Formative evaluation takes place while the program is being developed and its results help refine and change the application. It can illustrate the appropriateness and intuitiveness of the user-interface and pinpoint problematic areas and programming 'bugs'. Both steps are vital exercises for the design of multimedia programs, ensuring that even if the final application is not perfect (Giusti, 1993b), it is at least better than one that hasn't been tested a all.

It is never too early to test the program and incorporate the final users in the design process. Even handmade paper mock screens and testing with cheap and crude prototypes can offer valuable feedback and suggest changes before it is too late. In most cases even a brief survey with a small sample, if a large one can not be administered, will offer a wealth of information.

Summative evaluation tests the effect and impact of the exhibit once it has been completed. This is often the first time that evaluators can test interpretive exhibits and gallery kiosks in greater depth in relation to the surrounding space, examine their role in the exhibition, and explore the dynamics between objects, visitors, and computer interactives.

Evaluation, mainly formative and summative, can help identify who uses the program.

** DATA LISTING **

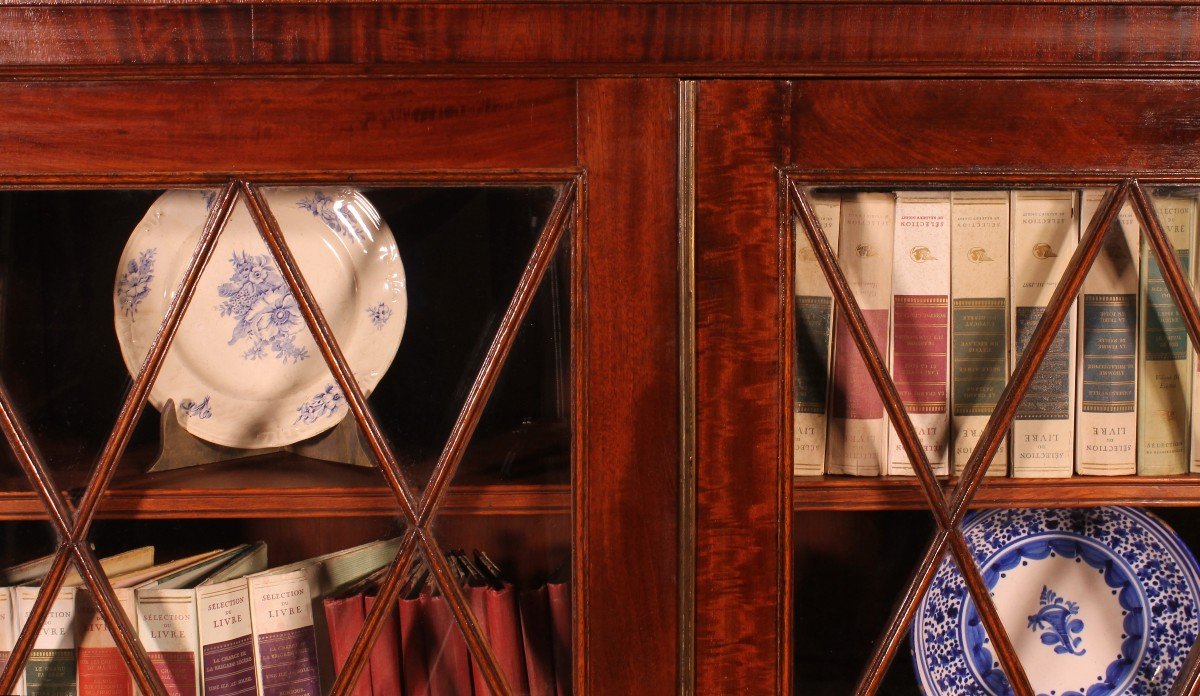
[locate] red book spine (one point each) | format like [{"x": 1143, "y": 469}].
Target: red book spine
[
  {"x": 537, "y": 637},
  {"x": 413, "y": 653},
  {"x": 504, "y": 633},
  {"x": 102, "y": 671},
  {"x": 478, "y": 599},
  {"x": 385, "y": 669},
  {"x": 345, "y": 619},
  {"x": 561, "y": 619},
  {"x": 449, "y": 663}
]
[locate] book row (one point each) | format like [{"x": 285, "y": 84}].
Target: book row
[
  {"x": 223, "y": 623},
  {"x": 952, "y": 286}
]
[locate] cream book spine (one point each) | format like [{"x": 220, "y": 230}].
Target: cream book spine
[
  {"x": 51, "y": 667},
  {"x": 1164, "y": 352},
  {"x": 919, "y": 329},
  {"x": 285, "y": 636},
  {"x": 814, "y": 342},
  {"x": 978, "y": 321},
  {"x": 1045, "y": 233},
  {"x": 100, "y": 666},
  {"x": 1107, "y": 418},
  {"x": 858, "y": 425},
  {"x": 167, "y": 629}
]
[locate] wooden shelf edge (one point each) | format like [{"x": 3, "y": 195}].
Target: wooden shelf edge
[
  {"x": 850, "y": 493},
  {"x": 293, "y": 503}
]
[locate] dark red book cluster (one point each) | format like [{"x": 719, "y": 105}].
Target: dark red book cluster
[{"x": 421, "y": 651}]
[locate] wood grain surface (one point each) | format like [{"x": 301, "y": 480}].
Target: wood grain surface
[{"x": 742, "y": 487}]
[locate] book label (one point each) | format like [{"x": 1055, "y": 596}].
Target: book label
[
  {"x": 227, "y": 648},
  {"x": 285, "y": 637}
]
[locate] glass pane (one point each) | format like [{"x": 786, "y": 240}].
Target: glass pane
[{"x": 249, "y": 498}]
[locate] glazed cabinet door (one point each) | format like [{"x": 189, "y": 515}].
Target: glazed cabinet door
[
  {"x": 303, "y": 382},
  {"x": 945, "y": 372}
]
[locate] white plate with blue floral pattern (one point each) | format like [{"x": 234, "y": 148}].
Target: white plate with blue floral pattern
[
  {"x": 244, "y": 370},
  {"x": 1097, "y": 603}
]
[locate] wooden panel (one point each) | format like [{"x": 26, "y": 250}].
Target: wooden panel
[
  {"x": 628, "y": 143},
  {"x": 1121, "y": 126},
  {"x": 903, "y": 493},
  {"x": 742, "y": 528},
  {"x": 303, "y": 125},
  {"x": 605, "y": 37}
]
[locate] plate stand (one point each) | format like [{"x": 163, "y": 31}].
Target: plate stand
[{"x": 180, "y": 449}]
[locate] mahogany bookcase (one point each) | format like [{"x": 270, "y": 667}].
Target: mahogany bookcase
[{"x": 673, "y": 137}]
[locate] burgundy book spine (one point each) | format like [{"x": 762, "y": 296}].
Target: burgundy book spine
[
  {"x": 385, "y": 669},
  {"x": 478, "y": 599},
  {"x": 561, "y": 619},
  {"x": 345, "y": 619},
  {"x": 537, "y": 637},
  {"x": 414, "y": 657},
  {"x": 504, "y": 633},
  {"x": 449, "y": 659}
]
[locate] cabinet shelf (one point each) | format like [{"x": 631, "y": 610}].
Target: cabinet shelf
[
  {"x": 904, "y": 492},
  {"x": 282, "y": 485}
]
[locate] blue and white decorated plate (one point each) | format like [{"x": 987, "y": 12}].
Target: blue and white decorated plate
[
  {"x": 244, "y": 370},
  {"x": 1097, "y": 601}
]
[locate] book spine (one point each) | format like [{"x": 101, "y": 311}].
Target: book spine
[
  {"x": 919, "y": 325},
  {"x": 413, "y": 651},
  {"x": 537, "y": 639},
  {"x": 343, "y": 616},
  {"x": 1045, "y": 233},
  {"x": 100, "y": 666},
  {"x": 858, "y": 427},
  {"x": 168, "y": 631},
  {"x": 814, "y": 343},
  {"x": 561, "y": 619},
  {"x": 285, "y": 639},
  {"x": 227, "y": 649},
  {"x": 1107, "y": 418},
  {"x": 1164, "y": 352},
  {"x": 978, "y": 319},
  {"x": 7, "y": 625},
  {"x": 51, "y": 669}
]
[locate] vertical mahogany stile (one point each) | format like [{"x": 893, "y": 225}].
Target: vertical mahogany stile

==

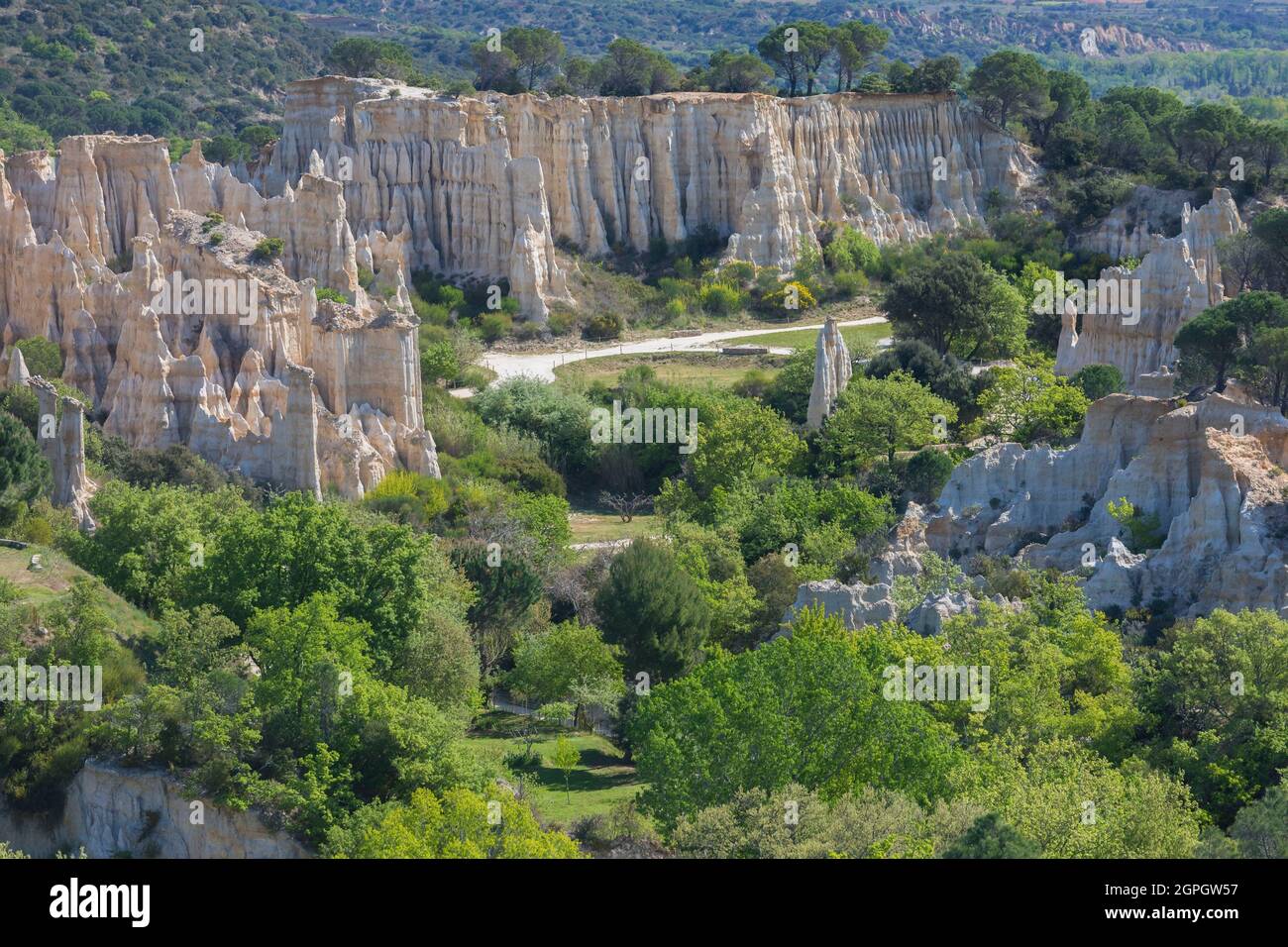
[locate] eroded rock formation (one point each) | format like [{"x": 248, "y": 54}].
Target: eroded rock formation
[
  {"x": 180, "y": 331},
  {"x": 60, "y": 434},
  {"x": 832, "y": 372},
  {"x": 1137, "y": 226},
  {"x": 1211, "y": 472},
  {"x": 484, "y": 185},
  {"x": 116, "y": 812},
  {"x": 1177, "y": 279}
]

** AIM **
Reproduce the text on formative and summative evaluation in full, word for word. None of the records has any bearing on what is asked here.

** OUTPUT BELOW **
Formative evaluation takes place while the program is being developed and its results help refine and change the application. It can illustrate the appropriateness and intuitiveness of the user-interface and pinpoint problematic areas and programming 'bugs'. Both steps are vital exercises for the design of multimedia programs, ensuring that even if the final application is not perfect (Giusti, 1993b), it is at least better than one that hasn't been tested a all.

It is never too early to test the program and incorporate the final users in the design process. Even handmade paper mock screens and testing with cheap and crude prototypes can offer valuable feedback and suggest changes before it is too late. In most cases even a brief survey with a small sample, if a large one can not be administered, will offer a wealth of information.

Summative evaluation tests the effect and impact of the exhibit once it has been completed. This is often the first time that evaluators can test interpretive exhibits and gallery kiosks in greater depth in relation to the surrounding space, examine their role in the exhibition, and explore the dynamics between objects, visitors, and computer interactives.

Evaluation, mainly formative and summative, can help identify who uses the program.